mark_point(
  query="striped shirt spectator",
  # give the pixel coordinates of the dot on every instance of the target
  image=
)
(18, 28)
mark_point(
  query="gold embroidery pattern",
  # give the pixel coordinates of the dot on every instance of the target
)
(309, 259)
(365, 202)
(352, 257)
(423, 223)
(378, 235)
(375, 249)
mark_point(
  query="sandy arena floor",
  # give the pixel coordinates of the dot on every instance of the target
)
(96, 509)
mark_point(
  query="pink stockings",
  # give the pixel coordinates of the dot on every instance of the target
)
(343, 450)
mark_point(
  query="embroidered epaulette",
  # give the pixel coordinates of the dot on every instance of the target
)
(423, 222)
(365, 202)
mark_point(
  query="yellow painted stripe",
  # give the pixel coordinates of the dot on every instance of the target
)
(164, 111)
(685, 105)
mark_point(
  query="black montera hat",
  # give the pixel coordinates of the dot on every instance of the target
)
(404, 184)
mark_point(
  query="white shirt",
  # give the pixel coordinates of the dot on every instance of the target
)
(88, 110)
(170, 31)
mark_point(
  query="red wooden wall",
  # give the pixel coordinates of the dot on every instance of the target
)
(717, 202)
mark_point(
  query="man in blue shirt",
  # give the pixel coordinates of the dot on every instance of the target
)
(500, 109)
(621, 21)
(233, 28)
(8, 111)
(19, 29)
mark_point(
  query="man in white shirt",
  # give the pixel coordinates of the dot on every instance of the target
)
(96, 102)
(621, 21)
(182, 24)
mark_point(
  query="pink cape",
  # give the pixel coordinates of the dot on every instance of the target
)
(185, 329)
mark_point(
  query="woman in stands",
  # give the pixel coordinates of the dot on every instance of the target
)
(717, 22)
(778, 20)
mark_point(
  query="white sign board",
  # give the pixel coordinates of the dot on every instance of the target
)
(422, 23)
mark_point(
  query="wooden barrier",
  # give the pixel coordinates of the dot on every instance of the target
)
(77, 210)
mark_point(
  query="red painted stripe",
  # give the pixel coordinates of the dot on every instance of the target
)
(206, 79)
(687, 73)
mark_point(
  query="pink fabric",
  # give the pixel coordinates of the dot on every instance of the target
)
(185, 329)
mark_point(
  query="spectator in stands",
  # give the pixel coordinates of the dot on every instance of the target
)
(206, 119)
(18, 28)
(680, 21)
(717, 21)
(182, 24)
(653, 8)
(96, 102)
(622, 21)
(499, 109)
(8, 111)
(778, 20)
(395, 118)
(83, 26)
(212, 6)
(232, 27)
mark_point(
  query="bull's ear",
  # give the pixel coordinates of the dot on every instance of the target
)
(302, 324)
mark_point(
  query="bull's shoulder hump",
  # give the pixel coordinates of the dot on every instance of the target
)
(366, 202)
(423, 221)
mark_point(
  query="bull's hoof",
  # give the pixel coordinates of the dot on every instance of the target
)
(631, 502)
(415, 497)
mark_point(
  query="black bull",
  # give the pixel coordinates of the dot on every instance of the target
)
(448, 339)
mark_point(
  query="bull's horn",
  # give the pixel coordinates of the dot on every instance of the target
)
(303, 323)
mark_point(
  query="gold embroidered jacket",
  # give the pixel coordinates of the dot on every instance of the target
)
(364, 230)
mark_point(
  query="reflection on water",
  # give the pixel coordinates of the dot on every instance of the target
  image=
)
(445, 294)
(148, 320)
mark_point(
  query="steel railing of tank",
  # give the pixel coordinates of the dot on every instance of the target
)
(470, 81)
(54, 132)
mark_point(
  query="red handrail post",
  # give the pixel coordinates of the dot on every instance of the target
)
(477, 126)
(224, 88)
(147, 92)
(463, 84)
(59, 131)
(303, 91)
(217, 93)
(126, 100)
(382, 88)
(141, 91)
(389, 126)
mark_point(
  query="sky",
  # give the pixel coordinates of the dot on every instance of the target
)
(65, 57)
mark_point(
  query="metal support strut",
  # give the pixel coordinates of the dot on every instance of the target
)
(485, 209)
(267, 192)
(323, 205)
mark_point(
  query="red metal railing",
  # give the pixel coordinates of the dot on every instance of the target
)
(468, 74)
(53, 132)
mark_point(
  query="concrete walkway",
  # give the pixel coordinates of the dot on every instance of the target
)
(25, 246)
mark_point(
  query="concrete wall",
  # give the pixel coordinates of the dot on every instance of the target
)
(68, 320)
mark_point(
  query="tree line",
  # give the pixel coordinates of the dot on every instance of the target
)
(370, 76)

Task statement: Copy out each line of the data where the string "shirt" appears.

Result:
  query="striped shirt spectator",
  query="white shirt",
  query="man in blue shirt",
  query="man in white shirt",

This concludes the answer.